───── Entries
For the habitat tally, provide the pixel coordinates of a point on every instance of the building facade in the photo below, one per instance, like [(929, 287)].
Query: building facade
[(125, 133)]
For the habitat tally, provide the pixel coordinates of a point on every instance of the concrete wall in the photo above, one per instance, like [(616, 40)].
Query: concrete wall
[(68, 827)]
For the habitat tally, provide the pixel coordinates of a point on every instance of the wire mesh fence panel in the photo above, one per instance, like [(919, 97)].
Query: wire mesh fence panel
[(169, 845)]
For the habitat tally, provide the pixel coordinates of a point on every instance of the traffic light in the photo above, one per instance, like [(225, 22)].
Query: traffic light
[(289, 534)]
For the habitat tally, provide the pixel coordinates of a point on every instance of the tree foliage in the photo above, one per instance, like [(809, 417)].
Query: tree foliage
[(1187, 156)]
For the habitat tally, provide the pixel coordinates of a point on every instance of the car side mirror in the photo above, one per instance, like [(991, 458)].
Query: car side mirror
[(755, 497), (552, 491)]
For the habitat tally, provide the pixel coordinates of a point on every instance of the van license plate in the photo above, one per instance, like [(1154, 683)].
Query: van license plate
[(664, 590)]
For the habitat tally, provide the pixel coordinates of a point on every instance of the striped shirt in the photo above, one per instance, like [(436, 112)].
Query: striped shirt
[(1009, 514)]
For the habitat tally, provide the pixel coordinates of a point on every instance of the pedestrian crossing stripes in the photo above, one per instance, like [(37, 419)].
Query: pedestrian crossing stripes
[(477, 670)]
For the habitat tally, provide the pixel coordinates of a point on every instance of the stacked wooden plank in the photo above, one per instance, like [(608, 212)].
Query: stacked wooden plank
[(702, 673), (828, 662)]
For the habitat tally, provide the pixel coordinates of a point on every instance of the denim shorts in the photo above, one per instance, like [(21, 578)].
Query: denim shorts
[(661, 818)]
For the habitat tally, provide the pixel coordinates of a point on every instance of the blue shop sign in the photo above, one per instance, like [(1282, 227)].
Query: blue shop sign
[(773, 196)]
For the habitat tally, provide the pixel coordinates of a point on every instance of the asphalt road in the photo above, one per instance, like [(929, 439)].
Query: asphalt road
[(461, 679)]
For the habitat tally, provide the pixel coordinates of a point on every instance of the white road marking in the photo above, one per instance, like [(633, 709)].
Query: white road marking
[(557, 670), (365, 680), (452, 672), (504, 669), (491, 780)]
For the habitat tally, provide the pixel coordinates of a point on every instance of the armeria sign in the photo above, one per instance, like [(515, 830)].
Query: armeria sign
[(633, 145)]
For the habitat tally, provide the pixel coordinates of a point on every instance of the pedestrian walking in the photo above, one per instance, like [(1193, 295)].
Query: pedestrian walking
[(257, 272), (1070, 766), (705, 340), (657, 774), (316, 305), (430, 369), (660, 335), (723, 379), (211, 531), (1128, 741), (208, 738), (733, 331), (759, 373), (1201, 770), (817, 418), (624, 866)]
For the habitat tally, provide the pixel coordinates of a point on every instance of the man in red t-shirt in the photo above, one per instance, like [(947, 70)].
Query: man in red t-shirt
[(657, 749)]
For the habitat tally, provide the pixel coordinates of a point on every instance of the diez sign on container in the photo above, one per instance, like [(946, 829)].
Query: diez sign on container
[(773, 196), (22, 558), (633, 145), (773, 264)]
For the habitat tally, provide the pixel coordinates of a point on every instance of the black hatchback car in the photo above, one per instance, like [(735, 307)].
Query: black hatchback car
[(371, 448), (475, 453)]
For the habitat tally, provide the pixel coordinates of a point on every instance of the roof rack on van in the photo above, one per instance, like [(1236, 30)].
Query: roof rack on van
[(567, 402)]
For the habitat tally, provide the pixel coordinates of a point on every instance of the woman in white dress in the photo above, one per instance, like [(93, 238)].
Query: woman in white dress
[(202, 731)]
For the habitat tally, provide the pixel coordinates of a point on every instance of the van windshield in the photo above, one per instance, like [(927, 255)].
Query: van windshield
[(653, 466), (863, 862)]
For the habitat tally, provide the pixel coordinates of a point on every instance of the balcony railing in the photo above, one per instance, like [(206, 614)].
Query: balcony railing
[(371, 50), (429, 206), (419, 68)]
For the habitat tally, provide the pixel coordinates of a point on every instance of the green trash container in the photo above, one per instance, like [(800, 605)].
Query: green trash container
──────────
Objective
Output the lines of the listing above from the line containing "like [(809, 417)]." through the line containing "[(702, 673), (828, 662)]", inclusive, as a JSON list of strings, one string per line, leaving out blank lines.

Output for this exercise
[
  "For the habitat tally, provide the pixel coordinates of a point on every instance of the tree foliage in the photo above, one per instance, like [(809, 417)].",
  "Query: tree foliage",
  "[(1187, 156)]",
  "For the habitat tally, provide the pixel coordinates of a point on every instance of the car side mirror in the photo above, one per instance, like [(991, 458)].",
  "Query: car side mirror",
  "[(755, 497), (552, 491)]",
  "For the habitat tally, provide the pixel coordinates of a point on every instance of the van license plate in the photo above, one per instance, like [(1154, 683)].",
  "Query: van license plate",
  "[(664, 590)]",
  "For the habitat tally, provide the pixel coordinates of a point on every instance of the striped shirt in the photo above, one per instance, like [(436, 112)].",
  "Query: striped shirt",
  "[(1009, 514)]",
  "For the habitat tally, provide the pixel coordinates of a point on every instance of the pedestrian crossing stripes in the photo above, one per instance, like [(37, 419)].",
  "Query: pedestrian crossing stripes",
  "[(477, 670)]",
  "For the habitat tally, provide the pixel coordinates of a point on every instance of the stacked wooden plank in the photo above, one per instance, like [(608, 212)].",
  "Query: stacked wooden plank",
  "[(702, 673), (828, 662)]"
]